BEGIN SELECTED EXTRACT

The tiny Pacific island nation of Palau has agreed to a US request to temporarily resettle 17 Chinese Muslim ethnic Uighurs held at the Guantanamo Bay detention centre for more than seven years.
In a statement on Wednesday Johnson Toribiong, the country's president, said he had agreed to resettle the Uighur detainees "subject to periodic review".
The 17 were cleared for release from Guantanamo four years ago after US officials ruled there was no evidence to hold them as "enemy combatants".
Last year a US federal judge ordered the men released into the US, but an appeals court halted the order, and they have been in legal limbo ever since.
The US state department has said the Uighurs cannot be returned to China, despite requests from Beijing that they be handed over, because of fears they will face persecution and possible execution.
Instead US officials have been trying to find a third country willing to take them in, but in the meantime they have been kept in Guantanamo, spending up to 22 hours a day locked in their cells.
Population: About 21,000
Land area: 459km square
Located 800km east of the Philippines, 3,200km south of Tokyo
Independent nation since October 1, 1994 Previously ruled by Spain, Germany, Japan, and as a UN trusteeship administered by the US
Main income earners: Tourism, fishing, subsistence farming, US aid
In 2006 Albania agreed to accept five Uighur detainees from Guantanamo, but has said it will not take others due to fears of possible diplomatic repercussions from China, one of its main trading partners and investors.
Germany had been considered a possible destination as it has a large Uighur community, but no agreement was reached.
Last month two US congressmen called for the Uighur men to be allowed to resettle within the Uighur community in the US, saying that their continued detention without trial and after being cleared of any wrongdoing was an injustice.
However, that call was met with fierce opposition from other members of congress.
Earlier this month Hillary Clinton, the US secretary of state, formally asked Palau to accept some or all of the detainees.
In a statement on Wednesday Toribiong, the Palau president, said his country was "honoured and proud that the United States has asked Palau to assist with such a critical task".

END SELECTED EXTRACT
BEGIN DATA TO EXAMINE

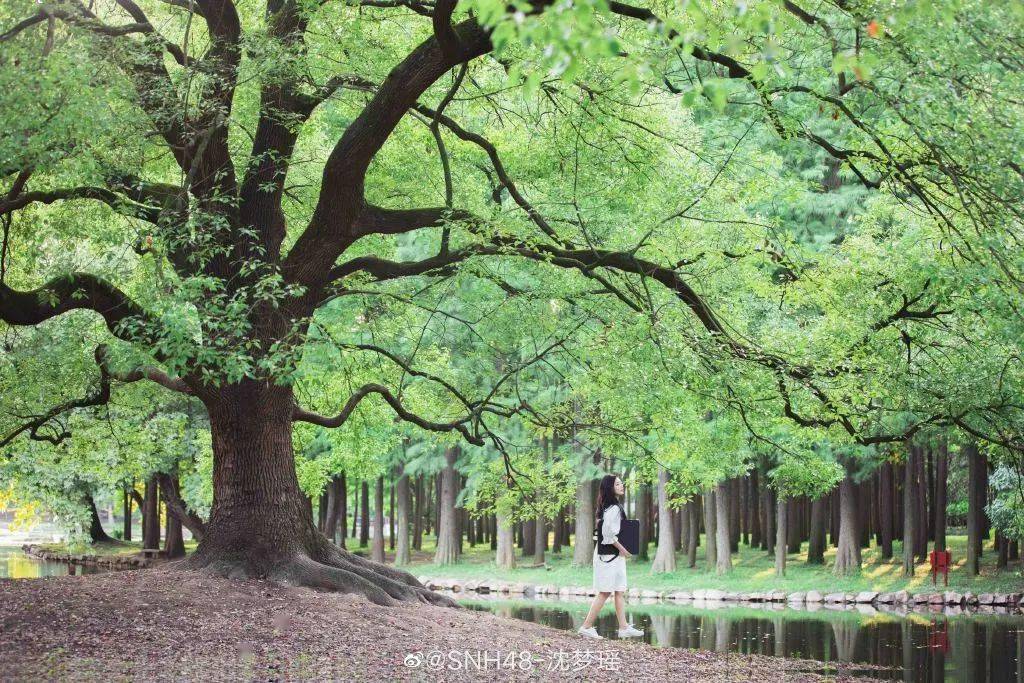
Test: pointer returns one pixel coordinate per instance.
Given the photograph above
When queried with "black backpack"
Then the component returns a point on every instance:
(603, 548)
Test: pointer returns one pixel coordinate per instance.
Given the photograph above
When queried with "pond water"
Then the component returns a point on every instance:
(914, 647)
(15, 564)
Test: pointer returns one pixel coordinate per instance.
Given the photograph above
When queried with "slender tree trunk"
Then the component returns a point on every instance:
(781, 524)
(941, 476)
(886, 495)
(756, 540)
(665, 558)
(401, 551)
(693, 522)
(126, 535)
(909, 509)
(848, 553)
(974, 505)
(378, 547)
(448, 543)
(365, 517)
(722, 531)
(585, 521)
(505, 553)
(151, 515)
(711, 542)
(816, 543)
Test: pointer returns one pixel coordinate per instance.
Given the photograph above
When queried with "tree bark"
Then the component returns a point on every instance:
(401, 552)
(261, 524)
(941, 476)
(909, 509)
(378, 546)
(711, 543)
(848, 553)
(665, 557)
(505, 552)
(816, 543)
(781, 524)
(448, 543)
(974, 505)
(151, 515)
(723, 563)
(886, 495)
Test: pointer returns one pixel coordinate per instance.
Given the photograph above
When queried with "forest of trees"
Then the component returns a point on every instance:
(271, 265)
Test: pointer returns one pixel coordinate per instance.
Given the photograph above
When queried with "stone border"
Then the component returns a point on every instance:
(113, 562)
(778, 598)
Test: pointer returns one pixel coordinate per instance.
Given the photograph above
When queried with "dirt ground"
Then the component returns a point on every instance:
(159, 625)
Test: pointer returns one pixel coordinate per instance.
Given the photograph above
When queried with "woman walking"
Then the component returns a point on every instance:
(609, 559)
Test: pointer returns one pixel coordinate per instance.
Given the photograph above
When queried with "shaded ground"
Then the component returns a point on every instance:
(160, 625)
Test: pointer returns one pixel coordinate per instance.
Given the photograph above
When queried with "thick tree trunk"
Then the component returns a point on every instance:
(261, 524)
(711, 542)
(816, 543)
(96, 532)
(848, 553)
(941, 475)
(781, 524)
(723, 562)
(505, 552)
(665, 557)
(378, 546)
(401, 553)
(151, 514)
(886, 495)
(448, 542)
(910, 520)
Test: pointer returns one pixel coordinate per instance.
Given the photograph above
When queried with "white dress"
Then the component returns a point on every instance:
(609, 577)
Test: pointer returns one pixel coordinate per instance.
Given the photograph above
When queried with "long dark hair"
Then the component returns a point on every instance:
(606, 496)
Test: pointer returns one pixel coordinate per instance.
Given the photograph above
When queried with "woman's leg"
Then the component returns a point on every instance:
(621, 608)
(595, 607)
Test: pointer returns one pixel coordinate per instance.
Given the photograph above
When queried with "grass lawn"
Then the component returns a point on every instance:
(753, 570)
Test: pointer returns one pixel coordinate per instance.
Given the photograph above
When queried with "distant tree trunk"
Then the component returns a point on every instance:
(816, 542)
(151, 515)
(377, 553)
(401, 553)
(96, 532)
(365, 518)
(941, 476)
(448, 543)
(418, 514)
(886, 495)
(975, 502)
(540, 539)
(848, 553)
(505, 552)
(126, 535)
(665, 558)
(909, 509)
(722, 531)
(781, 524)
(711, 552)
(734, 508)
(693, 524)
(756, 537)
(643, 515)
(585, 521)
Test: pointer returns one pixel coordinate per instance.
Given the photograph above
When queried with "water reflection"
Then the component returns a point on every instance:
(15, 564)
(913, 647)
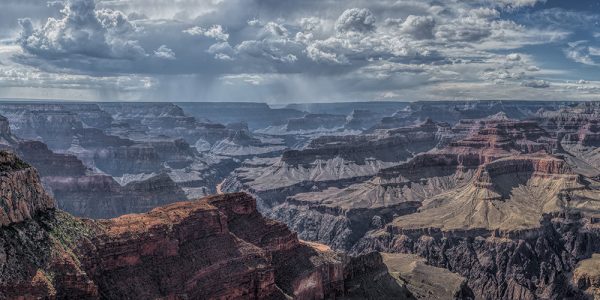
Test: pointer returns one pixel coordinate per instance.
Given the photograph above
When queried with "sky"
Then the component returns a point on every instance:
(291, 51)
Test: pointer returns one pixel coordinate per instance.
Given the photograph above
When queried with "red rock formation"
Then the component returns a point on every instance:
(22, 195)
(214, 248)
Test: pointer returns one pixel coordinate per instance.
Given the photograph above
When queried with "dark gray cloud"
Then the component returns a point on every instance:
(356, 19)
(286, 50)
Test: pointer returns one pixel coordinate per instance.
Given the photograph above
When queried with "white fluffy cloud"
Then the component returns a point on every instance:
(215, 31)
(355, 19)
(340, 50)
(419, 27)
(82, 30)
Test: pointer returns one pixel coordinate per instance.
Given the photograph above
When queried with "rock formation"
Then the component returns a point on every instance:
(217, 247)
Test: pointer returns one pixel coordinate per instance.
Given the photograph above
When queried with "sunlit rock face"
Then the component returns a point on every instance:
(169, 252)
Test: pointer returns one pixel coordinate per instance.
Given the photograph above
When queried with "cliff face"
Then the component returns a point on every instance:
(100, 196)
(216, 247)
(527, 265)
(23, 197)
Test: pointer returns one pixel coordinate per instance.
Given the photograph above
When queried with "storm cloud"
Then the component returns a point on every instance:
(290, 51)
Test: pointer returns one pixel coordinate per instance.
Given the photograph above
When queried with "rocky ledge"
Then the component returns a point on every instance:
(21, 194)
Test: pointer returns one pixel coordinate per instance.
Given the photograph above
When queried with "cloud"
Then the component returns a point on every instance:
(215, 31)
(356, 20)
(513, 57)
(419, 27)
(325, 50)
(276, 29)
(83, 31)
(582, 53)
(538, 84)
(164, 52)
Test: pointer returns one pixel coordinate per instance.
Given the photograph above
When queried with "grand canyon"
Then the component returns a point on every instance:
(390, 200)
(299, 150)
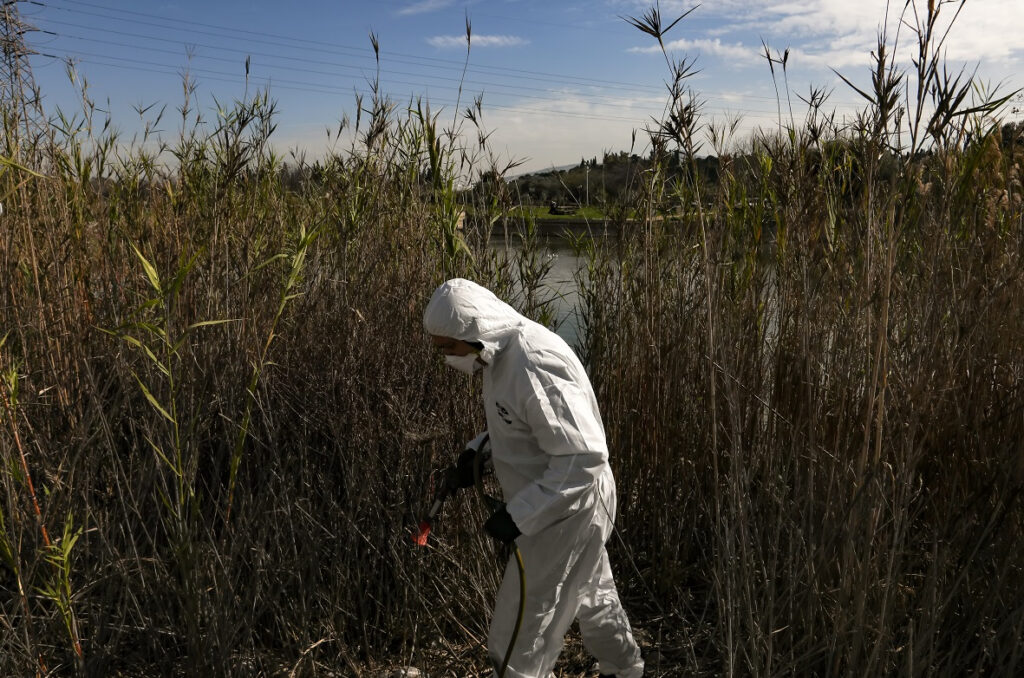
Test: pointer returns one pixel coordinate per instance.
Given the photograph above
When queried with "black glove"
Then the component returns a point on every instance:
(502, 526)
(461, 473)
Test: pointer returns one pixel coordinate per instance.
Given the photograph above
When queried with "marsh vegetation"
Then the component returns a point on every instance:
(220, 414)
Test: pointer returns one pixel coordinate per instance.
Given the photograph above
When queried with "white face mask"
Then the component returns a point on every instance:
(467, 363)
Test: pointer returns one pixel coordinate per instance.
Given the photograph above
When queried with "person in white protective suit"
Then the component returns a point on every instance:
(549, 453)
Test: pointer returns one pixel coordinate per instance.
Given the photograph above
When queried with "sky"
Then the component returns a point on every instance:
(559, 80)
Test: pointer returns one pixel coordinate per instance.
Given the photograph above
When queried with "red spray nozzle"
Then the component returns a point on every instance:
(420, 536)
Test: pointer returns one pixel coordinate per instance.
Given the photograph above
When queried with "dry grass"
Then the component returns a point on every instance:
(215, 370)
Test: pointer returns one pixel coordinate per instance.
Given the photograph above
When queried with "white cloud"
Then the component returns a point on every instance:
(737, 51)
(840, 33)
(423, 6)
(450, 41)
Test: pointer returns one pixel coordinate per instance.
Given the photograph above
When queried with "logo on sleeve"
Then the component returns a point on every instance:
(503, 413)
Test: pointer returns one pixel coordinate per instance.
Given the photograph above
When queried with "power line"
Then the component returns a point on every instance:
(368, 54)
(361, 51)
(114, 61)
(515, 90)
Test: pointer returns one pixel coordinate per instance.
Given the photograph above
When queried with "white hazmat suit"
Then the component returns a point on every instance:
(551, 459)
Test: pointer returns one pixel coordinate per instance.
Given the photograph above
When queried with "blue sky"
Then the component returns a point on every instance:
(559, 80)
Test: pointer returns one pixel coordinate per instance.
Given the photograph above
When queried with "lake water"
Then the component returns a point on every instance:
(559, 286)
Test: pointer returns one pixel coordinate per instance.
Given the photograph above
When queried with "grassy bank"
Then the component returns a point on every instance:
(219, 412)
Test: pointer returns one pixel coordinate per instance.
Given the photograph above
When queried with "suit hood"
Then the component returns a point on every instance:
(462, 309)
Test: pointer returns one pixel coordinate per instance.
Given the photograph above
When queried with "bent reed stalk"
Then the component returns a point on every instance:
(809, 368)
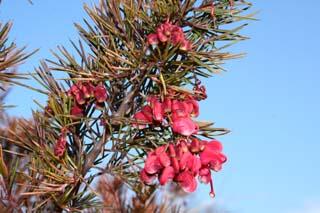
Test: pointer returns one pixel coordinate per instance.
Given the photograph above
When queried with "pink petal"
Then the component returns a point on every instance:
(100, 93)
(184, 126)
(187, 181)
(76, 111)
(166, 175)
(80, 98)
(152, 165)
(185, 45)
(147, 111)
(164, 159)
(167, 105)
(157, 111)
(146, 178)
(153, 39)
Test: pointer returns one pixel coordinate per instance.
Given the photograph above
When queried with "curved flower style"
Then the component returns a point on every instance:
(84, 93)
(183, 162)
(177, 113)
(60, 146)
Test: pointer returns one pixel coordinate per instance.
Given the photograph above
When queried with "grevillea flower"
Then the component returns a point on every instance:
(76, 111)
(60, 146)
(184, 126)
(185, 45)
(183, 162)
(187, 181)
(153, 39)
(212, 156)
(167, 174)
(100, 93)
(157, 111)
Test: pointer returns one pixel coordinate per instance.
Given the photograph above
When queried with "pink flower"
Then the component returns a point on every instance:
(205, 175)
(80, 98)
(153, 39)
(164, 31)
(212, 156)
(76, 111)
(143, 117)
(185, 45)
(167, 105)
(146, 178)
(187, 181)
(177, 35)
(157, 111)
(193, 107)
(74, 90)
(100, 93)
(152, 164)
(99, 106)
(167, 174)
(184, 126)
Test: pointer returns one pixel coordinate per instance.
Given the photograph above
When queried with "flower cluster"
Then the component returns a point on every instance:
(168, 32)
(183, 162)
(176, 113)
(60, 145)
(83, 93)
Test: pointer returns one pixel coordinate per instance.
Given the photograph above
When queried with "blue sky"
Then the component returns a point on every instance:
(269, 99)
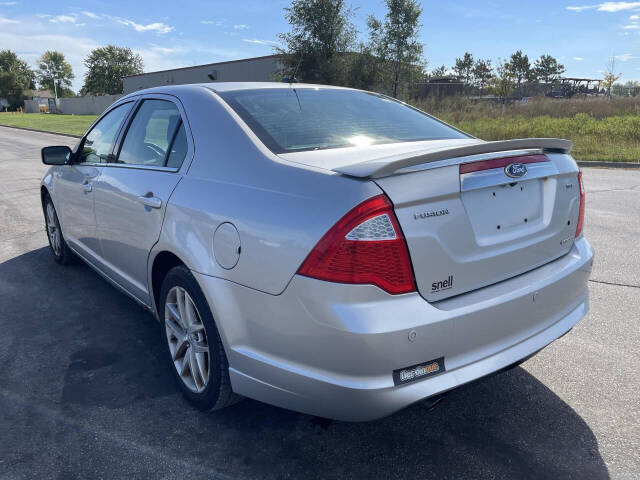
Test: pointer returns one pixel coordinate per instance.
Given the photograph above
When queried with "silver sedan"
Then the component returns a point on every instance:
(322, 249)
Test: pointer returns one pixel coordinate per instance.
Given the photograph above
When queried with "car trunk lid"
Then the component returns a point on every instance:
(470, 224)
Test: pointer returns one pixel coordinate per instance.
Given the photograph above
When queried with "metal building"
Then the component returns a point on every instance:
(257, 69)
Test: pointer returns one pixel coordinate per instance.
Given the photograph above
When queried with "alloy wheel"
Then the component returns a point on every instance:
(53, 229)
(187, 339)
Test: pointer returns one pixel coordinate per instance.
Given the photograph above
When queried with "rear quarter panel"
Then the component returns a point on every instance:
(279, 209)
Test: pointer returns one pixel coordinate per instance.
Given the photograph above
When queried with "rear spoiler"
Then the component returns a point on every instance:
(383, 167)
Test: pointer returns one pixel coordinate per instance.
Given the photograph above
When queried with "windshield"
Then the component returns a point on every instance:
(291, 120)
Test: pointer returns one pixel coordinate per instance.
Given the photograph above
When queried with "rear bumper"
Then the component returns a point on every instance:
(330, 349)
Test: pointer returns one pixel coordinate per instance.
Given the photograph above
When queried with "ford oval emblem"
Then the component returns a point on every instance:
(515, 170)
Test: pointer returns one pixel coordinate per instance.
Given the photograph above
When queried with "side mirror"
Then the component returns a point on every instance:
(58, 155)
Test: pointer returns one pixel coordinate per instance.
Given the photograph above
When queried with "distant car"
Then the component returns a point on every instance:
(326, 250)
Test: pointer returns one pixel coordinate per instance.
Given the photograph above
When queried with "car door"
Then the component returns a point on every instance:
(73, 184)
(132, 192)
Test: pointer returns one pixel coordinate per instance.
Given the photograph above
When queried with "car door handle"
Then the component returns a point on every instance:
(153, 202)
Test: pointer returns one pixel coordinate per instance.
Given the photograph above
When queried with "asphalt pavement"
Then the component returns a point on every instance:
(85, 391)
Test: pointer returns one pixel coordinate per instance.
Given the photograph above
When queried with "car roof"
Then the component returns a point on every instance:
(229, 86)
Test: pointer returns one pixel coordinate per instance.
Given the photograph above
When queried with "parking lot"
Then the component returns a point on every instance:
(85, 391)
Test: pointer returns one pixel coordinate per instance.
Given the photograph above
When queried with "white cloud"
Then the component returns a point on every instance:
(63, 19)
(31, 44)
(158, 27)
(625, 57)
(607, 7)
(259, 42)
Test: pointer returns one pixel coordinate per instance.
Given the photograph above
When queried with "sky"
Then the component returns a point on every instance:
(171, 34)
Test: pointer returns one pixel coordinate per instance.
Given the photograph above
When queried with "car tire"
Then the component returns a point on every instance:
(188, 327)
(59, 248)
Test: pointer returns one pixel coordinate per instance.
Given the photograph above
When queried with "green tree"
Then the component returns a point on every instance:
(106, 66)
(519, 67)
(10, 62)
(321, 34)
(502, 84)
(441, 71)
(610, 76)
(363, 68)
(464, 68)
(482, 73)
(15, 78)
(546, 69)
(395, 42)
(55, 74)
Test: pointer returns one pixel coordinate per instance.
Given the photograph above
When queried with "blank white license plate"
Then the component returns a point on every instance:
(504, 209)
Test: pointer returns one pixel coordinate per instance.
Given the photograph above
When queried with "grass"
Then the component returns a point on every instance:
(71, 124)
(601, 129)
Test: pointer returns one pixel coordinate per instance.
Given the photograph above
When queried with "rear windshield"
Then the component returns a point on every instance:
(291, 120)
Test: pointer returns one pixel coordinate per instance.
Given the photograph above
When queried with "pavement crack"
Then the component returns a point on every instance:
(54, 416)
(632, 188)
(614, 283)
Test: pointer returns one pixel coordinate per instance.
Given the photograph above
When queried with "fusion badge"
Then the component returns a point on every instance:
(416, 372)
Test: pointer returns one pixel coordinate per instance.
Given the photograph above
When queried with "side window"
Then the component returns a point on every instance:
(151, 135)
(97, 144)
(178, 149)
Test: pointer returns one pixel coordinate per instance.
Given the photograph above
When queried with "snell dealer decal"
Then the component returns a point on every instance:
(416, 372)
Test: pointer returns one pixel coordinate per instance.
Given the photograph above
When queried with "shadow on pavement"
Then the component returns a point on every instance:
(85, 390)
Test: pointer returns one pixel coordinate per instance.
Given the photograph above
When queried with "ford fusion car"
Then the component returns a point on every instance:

END DATA TO EXAMINE

__EXERCISE DESCRIPTION__
Copy the article on Palau resettling Uighur detainees from Guantanamo in full, word for word.

__YOUR RESPONSE__
The tiny Pacific island nation of Palau has agreed to a US request to temporarily resettle 17 Chinese Muslim ethnic Uighurs held at the Guantanamo Bay detention centre for more than seven years.
In a statement on Wednesday Johnson Toribiong, the country's president, said he had agreed to resettle the Uighur detainees "subject to periodic review".
The 17 were cleared for release from Guantanamo four years ago after US officials ruled there was no evidence to hold them as "enemy combatants".
Last year a US federal judge ordered the men released into the US, but an appeals court halted the order, and they have been in legal limbo ever since.
The US state department has said the Uighurs cannot be returned to China, despite requests from Beijing that they be handed over, because of fears they will face persecution and possible execution.
Instead US officials have been trying to find a third country willing to take them in, but in the meantime they have been kept in Guantanamo, spending up to 22 hours a day locked in their cells.
Population: About 21,000
Land area: 459km square
Located 800km east of the Philippines, 3,200km south of Tokyo
Independent nation since October 1, 1994 Previously ruled by Spain, Germany, Japan, and as a UN trusteeship administered by the US
Main income earners: Tourism, fishing, subsistence farming, US aid
In 2006 Albania agreed to accept five Uighur detainees from Guantanamo, but has said it will not take others due to fears of possible diplomatic repercussions from China, one of its main trading partners and investors.
Germany had been considered a possible destination as it has a large Uighur community, but no agreement was reached.
Last month two US congressmen called for the Uighur men to be allowed to resettle within the Uighur community in the US, saying that their continued detention without trial and after being cleared of any wrongdoing was an injustice.
However, that call was met with fierce opposition from other members of congress.
Earlier this month Hillary Clinton, the US secretary of state, formally asked Palau to accept some or all of the detainees.
In a statement on Wednesday Toribiong, the Palau president, said his country was "honoured and proud that the United States has asked Palau to assist with such a critical task".